## Begin

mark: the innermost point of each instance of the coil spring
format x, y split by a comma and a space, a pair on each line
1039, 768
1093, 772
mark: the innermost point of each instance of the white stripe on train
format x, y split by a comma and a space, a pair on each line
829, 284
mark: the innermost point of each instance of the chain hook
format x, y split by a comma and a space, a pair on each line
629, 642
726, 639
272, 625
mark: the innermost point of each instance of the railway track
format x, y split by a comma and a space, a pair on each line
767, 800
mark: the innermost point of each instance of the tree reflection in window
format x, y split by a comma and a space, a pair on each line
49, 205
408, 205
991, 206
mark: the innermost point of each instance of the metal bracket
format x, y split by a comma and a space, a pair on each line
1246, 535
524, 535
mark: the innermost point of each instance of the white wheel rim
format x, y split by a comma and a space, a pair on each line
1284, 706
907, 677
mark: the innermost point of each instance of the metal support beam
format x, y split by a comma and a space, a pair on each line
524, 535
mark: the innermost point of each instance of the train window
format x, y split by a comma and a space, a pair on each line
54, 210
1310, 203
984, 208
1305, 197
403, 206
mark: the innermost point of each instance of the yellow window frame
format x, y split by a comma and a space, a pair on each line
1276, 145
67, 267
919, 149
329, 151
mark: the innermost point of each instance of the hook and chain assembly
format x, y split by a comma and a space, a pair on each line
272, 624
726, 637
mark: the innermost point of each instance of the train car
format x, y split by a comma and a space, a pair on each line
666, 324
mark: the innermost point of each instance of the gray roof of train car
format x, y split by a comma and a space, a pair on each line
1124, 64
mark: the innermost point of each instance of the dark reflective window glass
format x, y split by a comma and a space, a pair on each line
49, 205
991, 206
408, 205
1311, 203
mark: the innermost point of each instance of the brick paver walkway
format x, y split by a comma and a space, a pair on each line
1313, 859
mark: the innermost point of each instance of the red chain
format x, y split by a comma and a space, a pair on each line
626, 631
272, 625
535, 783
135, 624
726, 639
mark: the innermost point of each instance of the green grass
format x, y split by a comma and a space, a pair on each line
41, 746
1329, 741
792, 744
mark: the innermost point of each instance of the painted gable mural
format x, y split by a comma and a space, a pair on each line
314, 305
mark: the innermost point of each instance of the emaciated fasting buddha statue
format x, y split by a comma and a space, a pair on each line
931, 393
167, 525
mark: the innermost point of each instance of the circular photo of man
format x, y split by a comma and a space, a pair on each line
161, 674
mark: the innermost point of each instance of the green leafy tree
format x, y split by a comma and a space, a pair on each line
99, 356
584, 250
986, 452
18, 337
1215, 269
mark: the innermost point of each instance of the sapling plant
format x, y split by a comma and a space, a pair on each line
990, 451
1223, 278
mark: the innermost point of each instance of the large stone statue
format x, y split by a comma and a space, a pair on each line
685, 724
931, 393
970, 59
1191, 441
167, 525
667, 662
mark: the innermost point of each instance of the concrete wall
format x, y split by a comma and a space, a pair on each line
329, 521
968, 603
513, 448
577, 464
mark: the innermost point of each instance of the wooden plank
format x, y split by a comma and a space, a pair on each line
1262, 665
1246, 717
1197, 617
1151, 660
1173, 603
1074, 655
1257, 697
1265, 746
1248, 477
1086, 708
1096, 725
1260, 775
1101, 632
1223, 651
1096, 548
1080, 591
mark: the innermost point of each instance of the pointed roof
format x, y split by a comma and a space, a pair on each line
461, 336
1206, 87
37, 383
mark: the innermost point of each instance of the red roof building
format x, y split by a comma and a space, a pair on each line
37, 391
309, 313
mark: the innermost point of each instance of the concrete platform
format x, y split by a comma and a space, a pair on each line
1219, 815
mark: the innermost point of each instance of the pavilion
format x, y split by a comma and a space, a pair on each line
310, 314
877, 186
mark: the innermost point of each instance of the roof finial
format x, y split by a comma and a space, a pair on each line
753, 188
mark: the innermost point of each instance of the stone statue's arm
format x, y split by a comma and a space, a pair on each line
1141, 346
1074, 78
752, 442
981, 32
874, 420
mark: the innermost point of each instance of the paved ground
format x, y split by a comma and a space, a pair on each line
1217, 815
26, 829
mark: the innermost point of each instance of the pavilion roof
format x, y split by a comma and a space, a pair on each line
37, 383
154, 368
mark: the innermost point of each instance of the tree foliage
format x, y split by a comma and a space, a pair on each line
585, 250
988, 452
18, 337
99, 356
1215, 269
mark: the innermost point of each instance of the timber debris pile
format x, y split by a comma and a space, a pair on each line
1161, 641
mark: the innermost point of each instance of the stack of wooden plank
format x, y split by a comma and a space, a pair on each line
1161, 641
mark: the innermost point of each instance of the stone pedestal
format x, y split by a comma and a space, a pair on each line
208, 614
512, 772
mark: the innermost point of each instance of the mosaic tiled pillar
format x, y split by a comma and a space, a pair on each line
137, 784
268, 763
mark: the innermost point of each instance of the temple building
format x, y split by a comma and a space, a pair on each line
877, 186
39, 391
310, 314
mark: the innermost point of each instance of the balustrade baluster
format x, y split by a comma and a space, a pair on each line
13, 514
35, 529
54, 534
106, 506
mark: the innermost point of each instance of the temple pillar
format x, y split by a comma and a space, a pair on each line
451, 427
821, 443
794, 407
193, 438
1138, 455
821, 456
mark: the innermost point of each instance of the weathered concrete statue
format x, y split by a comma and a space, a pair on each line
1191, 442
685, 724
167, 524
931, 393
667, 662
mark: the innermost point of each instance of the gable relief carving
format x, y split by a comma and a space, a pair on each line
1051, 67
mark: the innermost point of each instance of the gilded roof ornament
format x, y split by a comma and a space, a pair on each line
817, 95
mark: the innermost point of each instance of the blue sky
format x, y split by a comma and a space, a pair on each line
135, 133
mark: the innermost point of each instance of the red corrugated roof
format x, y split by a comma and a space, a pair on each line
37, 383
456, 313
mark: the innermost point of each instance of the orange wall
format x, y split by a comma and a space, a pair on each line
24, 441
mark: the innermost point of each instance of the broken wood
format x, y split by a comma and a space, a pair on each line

## End

Set task
Starting with the line that contains "mark: the innermost point of each instance of the weathered" and going on through the end of the items, copy every line again in order, increasing each coordinate by 34.

Result for this task
mark: the innermost point of each instance of the weathered concrete statue
format x, y split by a comma and a space, a pair on each line
1225, 476
719, 758
201, 558
965, 427
701, 696
mark: the innermost point of each instance of the gable relief carving
format x, y split by a comma and a space, a pair on each line
1085, 101
mark: the innermost point of each instance of the gilded roof ornament
format x, y split by a comma and a space, a pair on each line
851, 129
mark: the innermost point of each instance of the blue sky
format x, y split by a comma and a space, a pair on each line
169, 167
mark: the innermost point of each instance of the red corrugated roof
format x, y split by a comma and a space, a pair on each line
71, 417
490, 347
mark: the innermost point of each instance of the orange wall
format x, y split by a comma and a space, a pair on each line
58, 475
mark: the innermost point of each instance of the broken wood
format x, y split by a comma and a space, a pair on each line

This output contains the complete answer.